Task goal:
Pull out every line of the items below that contains the string "finish", and copy those lines in their original order.

Dataset excerpts:

++++

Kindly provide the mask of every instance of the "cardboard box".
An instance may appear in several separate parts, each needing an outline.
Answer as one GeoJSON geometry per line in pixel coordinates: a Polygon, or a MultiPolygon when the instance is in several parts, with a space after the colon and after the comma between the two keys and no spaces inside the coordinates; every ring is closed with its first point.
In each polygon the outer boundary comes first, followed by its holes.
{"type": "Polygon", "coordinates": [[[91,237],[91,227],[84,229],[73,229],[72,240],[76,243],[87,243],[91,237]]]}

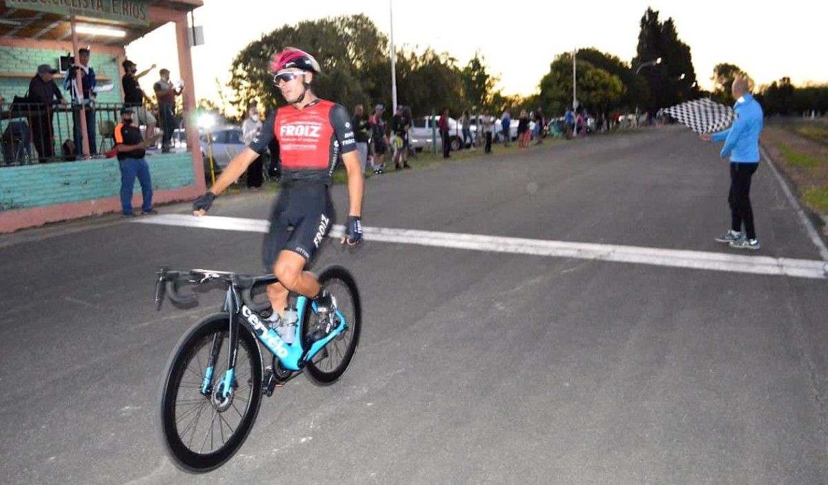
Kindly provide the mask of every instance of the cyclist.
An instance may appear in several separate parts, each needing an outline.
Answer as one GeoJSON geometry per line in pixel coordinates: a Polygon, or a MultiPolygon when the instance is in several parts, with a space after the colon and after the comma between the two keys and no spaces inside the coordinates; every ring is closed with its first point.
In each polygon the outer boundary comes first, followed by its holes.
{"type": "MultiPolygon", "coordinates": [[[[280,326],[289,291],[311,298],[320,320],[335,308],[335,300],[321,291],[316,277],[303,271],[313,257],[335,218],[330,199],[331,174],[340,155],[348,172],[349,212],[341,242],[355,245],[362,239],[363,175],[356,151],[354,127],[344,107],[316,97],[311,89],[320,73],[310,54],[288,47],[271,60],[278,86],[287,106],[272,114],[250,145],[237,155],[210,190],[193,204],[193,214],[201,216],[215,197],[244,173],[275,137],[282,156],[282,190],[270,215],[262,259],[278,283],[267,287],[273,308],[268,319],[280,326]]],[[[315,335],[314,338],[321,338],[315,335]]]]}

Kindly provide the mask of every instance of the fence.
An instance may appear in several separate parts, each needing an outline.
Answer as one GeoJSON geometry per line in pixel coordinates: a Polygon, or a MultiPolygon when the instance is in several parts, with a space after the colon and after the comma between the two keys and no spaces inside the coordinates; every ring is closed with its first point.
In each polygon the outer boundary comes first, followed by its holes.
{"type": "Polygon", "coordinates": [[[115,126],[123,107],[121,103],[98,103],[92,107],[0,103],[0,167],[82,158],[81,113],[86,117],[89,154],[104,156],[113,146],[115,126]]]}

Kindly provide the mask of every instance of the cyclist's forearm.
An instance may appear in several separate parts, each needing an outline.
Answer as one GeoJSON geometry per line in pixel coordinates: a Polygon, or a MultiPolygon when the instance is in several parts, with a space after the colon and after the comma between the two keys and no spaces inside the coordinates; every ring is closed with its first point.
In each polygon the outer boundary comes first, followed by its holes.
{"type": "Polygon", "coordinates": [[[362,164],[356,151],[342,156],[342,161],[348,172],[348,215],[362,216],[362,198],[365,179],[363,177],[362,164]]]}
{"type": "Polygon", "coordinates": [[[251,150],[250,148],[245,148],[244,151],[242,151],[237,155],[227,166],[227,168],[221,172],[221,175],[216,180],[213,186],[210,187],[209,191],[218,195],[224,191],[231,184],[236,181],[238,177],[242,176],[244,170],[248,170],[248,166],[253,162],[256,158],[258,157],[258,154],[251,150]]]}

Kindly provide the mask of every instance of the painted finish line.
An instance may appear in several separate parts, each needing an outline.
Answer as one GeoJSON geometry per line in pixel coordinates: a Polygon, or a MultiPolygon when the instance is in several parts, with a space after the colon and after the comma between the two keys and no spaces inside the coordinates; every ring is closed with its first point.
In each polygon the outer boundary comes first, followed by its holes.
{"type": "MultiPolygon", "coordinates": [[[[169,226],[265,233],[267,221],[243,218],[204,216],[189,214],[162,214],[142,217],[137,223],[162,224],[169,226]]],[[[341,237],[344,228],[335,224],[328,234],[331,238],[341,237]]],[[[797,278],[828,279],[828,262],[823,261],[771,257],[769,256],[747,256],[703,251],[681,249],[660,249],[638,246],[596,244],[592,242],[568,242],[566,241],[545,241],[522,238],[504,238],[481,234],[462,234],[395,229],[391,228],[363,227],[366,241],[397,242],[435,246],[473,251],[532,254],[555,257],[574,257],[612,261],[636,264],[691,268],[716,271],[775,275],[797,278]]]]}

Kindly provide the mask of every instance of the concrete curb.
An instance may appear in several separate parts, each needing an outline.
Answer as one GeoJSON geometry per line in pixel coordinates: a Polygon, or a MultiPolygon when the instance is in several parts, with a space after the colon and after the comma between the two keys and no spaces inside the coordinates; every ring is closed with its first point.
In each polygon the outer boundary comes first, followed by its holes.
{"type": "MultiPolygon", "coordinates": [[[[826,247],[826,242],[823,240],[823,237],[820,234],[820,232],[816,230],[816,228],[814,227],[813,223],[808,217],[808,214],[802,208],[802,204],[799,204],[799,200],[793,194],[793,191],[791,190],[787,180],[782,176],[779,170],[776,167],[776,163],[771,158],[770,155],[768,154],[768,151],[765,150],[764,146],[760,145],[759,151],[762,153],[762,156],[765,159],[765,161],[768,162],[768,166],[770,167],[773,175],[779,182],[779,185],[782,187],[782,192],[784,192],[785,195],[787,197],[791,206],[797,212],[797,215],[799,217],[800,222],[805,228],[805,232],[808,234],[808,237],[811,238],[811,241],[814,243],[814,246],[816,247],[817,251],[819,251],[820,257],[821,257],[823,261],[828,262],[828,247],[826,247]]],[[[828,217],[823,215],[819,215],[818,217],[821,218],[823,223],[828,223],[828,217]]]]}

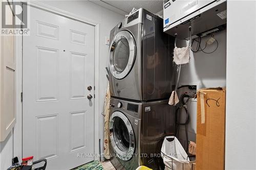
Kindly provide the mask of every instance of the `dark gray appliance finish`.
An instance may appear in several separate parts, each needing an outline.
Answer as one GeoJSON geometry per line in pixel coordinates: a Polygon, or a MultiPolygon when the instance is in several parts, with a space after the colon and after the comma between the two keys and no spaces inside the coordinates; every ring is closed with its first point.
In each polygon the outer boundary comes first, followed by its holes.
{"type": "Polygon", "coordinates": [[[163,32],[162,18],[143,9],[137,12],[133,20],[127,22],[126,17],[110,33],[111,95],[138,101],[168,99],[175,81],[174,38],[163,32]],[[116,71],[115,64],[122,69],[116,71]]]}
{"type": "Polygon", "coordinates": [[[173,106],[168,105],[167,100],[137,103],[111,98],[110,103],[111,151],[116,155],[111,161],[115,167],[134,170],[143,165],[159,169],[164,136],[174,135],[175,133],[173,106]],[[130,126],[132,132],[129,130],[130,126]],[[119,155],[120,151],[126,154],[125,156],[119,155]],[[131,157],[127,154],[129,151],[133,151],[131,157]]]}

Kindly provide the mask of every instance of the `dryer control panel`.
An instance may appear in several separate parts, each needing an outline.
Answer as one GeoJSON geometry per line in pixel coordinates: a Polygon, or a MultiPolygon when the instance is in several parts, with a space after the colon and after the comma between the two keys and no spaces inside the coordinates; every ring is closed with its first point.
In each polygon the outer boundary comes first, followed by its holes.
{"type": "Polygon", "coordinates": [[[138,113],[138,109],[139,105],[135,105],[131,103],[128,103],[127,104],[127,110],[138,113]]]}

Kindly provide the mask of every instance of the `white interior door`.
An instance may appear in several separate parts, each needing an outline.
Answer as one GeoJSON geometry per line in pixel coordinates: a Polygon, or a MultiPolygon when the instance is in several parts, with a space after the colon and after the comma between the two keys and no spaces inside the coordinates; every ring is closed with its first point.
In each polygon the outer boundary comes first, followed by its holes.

++++

Output:
Kindly provide the mask of every instance of the painted finish line.
Kindly provide the mask of every instance of the `dark gray appliance finish`.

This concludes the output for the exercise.